**What you have to do**
Please output every line of the records below as a JSON list of strings, one string per line, skipping any blank lines.

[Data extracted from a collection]

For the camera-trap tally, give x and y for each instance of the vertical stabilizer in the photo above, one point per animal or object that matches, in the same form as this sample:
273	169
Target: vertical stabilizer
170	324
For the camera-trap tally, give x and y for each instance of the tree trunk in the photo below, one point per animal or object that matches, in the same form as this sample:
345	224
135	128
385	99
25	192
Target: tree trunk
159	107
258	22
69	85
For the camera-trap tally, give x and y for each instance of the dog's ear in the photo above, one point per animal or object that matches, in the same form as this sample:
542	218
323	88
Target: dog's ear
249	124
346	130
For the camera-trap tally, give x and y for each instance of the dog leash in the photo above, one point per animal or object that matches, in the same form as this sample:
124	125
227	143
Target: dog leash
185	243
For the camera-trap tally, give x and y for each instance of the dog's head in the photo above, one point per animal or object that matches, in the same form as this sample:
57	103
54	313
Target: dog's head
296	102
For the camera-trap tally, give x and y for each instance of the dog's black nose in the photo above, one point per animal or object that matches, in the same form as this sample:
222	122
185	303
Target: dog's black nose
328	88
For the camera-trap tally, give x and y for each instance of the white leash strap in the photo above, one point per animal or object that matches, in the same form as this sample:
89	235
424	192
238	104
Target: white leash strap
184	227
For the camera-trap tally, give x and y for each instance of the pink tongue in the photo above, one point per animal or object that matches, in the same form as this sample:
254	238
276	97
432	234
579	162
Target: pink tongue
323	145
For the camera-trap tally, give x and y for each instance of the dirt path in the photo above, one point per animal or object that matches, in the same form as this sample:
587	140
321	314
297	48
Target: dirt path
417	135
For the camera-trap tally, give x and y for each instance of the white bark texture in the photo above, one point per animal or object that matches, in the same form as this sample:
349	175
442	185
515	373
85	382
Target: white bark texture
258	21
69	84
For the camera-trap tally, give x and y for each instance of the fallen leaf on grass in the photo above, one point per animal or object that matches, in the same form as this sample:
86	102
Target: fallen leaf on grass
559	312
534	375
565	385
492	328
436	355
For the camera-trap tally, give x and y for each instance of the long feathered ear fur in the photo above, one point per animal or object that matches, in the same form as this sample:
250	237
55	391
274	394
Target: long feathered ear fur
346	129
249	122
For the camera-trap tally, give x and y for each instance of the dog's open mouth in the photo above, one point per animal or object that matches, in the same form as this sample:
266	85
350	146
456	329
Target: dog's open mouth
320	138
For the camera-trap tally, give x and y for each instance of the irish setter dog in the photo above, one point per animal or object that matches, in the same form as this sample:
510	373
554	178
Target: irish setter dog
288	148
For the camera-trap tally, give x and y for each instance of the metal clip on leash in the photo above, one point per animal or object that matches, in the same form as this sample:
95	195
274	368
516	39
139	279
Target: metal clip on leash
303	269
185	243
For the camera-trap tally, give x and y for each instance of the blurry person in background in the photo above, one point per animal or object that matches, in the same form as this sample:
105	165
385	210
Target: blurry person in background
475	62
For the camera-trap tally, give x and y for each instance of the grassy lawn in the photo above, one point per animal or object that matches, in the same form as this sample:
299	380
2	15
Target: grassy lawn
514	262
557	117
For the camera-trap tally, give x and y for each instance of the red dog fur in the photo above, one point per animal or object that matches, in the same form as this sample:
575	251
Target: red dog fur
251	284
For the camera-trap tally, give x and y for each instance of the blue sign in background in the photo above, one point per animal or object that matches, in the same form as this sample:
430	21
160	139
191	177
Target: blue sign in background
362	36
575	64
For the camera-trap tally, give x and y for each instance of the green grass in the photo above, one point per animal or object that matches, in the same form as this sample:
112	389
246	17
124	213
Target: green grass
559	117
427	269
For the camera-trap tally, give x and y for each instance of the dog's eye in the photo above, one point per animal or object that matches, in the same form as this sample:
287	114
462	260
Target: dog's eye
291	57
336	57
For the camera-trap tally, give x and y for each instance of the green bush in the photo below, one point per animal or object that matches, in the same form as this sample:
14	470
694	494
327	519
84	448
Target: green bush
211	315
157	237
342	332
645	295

**Finished task**
[
  "For the camera-trap tally, give x and y for each instance of the vertical stabilizer in the photo above, one point per animal or object that matches, in the same form as this sample:",
  "273\t169",
  "Target: vertical stabilizer",
  "170\t324",
  "For the camera-trap tally, give x and y for each instance of the tree trunk in the photo below, one point per animal or object that matches, in the same form as this sample:",
  "345\t224",
  "135\t128",
  "385\t99",
  "25\t192",
  "Target: tree trunk",
  "159\t107",
  "258\t22",
  "69\t85",
  "For the camera-trap tally, give x and y for each instance of the dog's ear in the photo above, one point per animal or object that matches, in the same form as this sample:",
  "542\t218",
  "323\t88",
  "Target: dog's ear",
  "249\t124",
  "346\t130",
  "For the camera-trap tally, give x and y for each instance of the dog leash in the photo above, one point per animal or object that matches, in the same form as this sample:",
  "124\t125",
  "227\t143",
  "Target: dog leash",
  "185\t243",
  "For the camera-trap tally, give x and y for each instance of the dog's head in the photo above, one point per animal or object that matches, in the same form as this sample:",
  "57\t103",
  "54\t313",
  "Target: dog's head",
  "296\t102",
  "For the camera-trap tally, give x and y for each instance of the dog's black nose in the photo above, one point per animal or object that matches, in the same form as this sample:",
  "222\t122",
  "185\t303",
  "Target: dog's black nose",
  "328\t88",
  "For the camera-trap tally, give x and y for each instance of the white leash strap in the photo above, one point per animal or object that matches, in the same form as this sample:",
  "89\t235",
  "424\t192",
  "238\t104",
  "Target: white leash strap",
  "184\t227",
  "For the camera-trap tally, give x and y for each instance of the pink tongue in the photo above, one point per animal or object that matches, in the same form as this sample:",
  "254\t238",
  "276\t97",
  "432\t234",
  "579\t162",
  "Target: pink tongue",
  "323\t145",
  "For the camera-trap tally, give x and y for each instance of the dirt path in the photo above, one point per animal or object that matches, in the same form as this sample:",
  "587\t140",
  "321\t314",
  "297\t48",
  "Target: dirt path",
  "417\t135",
  "For the camera-trap tally, give x and y for each instance of the white bark texture in the photo above, one point per animal or object that matches, in the same form as this sample:",
  "349\t175",
  "442\t185",
  "515\t373",
  "85\t382",
  "Target: white bark texture",
  "258\t21",
  "69\t84",
  "For the camera-trap tally, give x and y for each instance of the fallen leaf on grass in the photo above, one point per animal or object that matches, in the same form as this sample:",
  "86\t102",
  "Target: fallen leaf on grass",
  "559\t312",
  "534\t375",
  "565\t385",
  "492\t328",
  "436\t355",
  "For the camera-trap tally, give x and y for each instance of the long feathered ear fur in the photo above, one point per animal or object that matches, in the same form as this sample:",
  "250\t237",
  "55\t391",
  "274\t394",
  "Target: long feathered ear fur",
  "346\t129",
  "249\t122",
  "For the camera-trap tally, give x and y for each instance of the dog's open mouth in the photo above, one point per animal or object that matches, in the same form as this sample:",
  "266\t85",
  "350\t146",
  "456\t329",
  "Target: dog's open mouth",
  "320\t138",
  "For the camera-trap tally, give x and y for each instance of the irish setter dog in the photo above, one point per animal or object that matches, in the same form as this sample:",
  "510\t373",
  "554\t178",
  "Target: irish setter dog",
  "288\t148",
  "For the camera-trap tally, give x and y for each instance of the metal clip on leash in the photo above, one point per animal or object that matches, in the same form as this sample:",
  "95\t195",
  "274\t368",
  "516\t39",
  "139\t279",
  "Target: metal clip on leash",
  "303\t269",
  "185\t243",
  "For the camera-trap tally, give x and y for each instance of the blurry person in background in the photo above, one point per animal or object that matches, in the same form as this sample:",
  "105\t165",
  "385\t210",
  "Target: blurry person in background",
  "475\t62",
  "For the camera-trap tally, give x and y for each instance of the grassy lawn in the photo above, one point per animal or object that matches, in the same form as this sample:",
  "299\t380",
  "2\t15",
  "Target: grassy lawn",
  "514\t262",
  "557\t117",
  "For the camera-trap tally, give x and y for each instance of the red dog fur in the photo above, one point per animal or object that matches, in the same form as this sample:",
  "575\t251",
  "Target: red dog fur",
  "251\t284",
  "For the camera-trap tally, give x and y for each instance of the blue sign in background in the photo above, one point per animal or object that matches, in the same form as this sample:",
  "430\t21",
  "160\t139",
  "191\t177",
  "Target: blue sign in background",
  "362\t36",
  "575\t64",
  "For the camera-trap tally, give x and y for each instance of the green grass in the photo above, one point per animal or object that matches, in the same form as this sample:",
  "112\t389",
  "246\t17",
  "124\t213",
  "Target: green grass",
  "559\t117",
  "427\t269",
  "For the camera-trap tally, give x and y for each instance of the dog's eye in the photo above, one point per animal or object that matches, in the same form as this sample:",
  "287\t114",
  "462\t260",
  "Target: dog's eye",
  "291\t57",
  "336\t57",
  "For the camera-trap tally, give x and y for each instance of the green bush in the photo below, one point per animal or object that matches, in the same form as this sample:",
  "14\t470",
  "694\t494",
  "327\t519",
  "84\t448",
  "Target: green bush",
  "211\t315",
  "157\t237",
  "342\t332",
  "645\t295"
]